List every username that appears as the author of a post in the forum thread about cracking chair seats.

DOCUMENT SEGMENT —
——————

# Cracking chairs...



## Aurora North (Aug 13, 2015)

Hey guys,

So a buddy of mine and his partner just got their first job making a bunch of chairs for some restaurant along with matching tables. He and his partner fabricated the legs out of steel along with the spine. They decided to use white pine for the seats and the actual back rest (I would have done otherwise, but it's their show).

Anyway, I spoke to him today and he was distraught over the fact that all of their seats are cracking at the top of the radius. The shape is literally a rectangle that has a radius front edge. 12" wide to the peak of the radius and 14" (edit: long), made out of 4/4.

They have a 5 x 6" square plate that is welded to a pipe that goes down into a coupling so that it can swivel.

Any ideas as to why the seats would be cracking? Is the material just too soft/thin? He was saying they were cracking in the middle or close to it when they were just tapping them on the ground before even having them installed on the chair bases.

I'm worried for him that they're going to deliver something half ass and end up getting sued when these things start failing immediately or within a short time. Just trying to help him out. If you experienced guys have any insight I can forward to them I and they would seriously appreciate it.


----------



## Kevin (Aug 13, 2015)

Aurora North said:


> ... Anyway, I spoke to him today and he was distraught over the fact that all of their seats are cracking at the top of the radius. The shape is literally a rectangle that has a radius front edge. 12" wide to the peak of the radius and 14" wide, made out of 4/4.
> 
> They have a 5 x 6" square plate that is welded to a pipe that goes down into a coupling so that it can swivel.
> 
> Any ideas as to why the seats would be cracking?...



I am probably not the only man on this forum who cannot possibly picture what you described. I suck at it. If you post a picture I'm sure we could offer some good theories at least. Ask him to send you some from different angles then post them.

Reactions: Agree 6


----------



## Aurora North (Aug 13, 2015)

Will do. Just shot him a text. And sorry about the lack of pictures. Really appreciate the help though guys. I just don't want to see these guys fail on their first job. 

And I'm probably going to be going in with them on renting a shop so I have room to do my own stuff and they can kick me work here and there. But they seem to be more on the metalworking side and I'm completely on the woodworking side. When they said pine for restaurant chairs I jolted a bit considering the abuse that type of furniture receives. I did recommend that they might think about going with at least an ash or white oak. And the fact that these would be dead flat without any sort of scoop is kinda... eh... iffy. In my mind it's going to make for one uncomfortable chair after 15 minutes let alone 1 to 1 1/2 hours of dinner and conversation. But I'm no chair maker so perhaps I don't know what I'm talking about.


----------



## CWS (Aug 14, 2015)

I have a couple thoughts. One would be what % moisture in the seat blanks and two would be have they allowed for wood movement since they are on a metal frame.
Curt

Reactions: Agree 2


----------



## tocws2002 (Aug 14, 2015)

CWS said:


> I have a couple thoughts. One would be what % moisture in the seat blanks and two would be have they allowed for wood movement since they are on a metal frame.
> Curt



This was my thought also, based on the description of the chair it sounds like the wood was not fastened to allow for movement and/or the wood was higher in moisture content.

——————

RECORD SET —

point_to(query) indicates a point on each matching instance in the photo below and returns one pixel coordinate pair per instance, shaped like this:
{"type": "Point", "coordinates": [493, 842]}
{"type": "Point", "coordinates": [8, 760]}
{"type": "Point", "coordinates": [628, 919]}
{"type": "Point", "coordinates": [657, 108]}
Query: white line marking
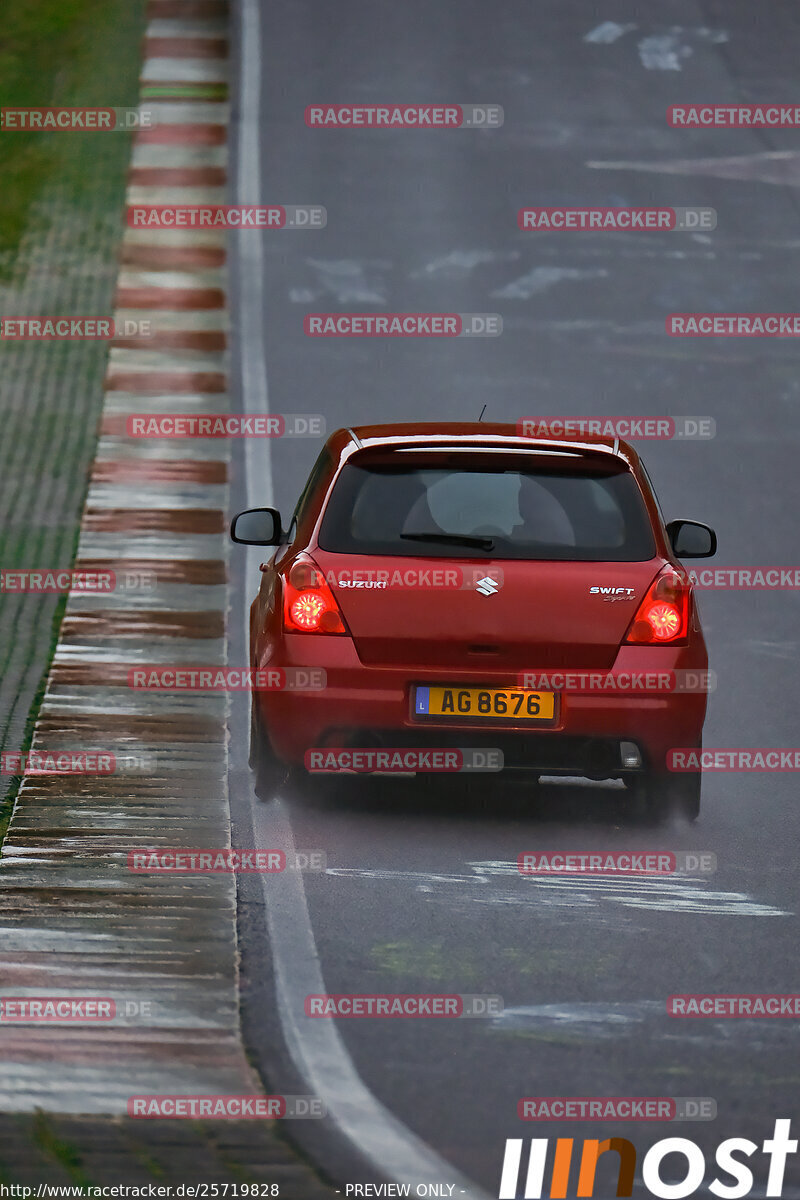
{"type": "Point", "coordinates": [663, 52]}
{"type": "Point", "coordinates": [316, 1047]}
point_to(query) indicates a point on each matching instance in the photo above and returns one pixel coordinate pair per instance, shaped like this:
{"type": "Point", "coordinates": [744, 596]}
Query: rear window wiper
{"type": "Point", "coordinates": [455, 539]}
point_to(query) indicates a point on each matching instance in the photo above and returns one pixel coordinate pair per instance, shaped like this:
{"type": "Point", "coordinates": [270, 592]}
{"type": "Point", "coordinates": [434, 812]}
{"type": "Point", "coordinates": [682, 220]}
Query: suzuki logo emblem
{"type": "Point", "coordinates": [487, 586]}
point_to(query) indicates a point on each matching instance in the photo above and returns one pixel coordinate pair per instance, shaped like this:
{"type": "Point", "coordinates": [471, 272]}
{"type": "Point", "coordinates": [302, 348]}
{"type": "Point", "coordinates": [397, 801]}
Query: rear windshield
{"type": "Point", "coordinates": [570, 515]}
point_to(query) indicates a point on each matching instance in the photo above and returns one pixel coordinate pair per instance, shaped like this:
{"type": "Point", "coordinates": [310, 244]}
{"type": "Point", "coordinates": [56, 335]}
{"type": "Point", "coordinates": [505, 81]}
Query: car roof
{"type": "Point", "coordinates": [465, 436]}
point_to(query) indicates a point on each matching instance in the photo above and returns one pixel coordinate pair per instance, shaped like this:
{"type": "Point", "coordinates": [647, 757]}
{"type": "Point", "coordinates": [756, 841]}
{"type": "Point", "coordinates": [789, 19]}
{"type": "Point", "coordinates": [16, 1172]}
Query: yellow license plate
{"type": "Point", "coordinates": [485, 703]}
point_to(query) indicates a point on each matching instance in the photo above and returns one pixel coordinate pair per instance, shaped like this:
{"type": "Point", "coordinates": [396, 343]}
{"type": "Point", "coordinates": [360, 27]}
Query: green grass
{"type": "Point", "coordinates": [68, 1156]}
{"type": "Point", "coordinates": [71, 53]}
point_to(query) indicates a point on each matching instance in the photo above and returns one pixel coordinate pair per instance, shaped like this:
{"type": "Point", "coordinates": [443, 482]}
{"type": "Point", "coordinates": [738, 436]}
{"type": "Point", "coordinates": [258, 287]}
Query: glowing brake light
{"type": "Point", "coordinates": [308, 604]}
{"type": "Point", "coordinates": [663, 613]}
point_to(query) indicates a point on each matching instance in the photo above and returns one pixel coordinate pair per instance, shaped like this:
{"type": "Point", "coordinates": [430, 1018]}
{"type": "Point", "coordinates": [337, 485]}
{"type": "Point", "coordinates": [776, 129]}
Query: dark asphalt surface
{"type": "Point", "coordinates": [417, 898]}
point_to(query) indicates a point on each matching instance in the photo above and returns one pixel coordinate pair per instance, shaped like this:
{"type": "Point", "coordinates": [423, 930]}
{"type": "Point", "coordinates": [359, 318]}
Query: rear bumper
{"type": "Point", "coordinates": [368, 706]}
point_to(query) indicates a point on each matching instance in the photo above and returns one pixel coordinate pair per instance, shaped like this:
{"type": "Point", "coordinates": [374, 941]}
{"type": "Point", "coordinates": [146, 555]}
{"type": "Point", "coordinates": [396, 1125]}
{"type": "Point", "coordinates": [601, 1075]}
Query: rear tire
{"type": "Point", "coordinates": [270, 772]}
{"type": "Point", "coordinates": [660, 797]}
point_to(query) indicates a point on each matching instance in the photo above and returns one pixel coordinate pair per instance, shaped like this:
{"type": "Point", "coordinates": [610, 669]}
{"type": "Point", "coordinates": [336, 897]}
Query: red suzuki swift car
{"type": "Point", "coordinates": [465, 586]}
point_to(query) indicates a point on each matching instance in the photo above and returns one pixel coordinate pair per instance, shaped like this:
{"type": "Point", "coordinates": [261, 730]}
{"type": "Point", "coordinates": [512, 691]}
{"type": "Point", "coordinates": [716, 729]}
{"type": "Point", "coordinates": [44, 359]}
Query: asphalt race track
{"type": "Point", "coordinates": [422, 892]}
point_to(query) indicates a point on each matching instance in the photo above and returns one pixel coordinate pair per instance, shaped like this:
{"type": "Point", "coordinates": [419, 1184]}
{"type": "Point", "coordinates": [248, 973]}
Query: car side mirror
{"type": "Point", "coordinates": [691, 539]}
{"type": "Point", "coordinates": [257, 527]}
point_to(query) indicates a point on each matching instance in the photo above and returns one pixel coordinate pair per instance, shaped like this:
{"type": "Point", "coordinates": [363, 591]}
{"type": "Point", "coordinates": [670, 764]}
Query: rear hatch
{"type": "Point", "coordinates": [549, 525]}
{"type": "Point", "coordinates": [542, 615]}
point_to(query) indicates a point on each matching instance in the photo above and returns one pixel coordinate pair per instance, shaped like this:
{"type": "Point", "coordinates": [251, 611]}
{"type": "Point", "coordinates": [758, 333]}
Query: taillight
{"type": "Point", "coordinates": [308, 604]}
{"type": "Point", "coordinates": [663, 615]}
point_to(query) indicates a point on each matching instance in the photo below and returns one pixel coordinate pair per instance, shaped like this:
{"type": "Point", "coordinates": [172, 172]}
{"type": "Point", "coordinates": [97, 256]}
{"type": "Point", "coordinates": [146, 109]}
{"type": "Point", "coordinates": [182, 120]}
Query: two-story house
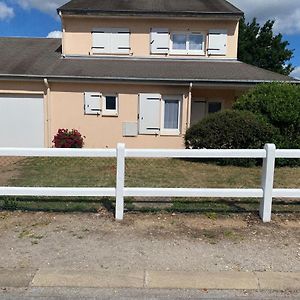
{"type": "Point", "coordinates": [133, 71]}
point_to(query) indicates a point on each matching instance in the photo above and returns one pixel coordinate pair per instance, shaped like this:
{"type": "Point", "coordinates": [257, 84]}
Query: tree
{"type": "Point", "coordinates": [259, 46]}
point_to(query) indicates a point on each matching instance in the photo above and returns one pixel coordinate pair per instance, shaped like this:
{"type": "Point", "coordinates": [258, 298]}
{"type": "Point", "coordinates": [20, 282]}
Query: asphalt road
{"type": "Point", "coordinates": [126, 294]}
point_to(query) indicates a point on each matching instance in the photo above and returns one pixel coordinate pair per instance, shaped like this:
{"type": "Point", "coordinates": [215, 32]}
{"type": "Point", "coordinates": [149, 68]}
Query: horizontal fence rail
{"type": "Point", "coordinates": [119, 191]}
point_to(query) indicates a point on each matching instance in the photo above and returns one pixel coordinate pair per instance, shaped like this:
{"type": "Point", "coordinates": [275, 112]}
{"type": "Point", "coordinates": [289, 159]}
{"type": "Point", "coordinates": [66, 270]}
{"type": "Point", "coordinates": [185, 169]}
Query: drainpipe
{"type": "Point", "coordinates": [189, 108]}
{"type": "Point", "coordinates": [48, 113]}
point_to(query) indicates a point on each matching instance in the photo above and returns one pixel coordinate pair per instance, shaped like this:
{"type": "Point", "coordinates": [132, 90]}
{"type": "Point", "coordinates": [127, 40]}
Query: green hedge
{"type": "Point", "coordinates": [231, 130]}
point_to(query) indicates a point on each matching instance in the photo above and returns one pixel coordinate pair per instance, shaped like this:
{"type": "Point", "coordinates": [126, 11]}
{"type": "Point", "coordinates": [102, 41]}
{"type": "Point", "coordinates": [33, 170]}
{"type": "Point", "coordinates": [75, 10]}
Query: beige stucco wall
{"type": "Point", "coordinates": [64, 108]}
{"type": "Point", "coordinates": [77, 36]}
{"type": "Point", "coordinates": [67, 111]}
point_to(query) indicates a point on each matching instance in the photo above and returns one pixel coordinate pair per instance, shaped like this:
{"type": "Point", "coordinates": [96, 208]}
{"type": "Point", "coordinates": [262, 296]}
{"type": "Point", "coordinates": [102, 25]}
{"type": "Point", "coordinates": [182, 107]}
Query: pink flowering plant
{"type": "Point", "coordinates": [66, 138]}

——————

SOLUTION FOR THIS TASK — Aurora North, Kevin, CWS, tocws2002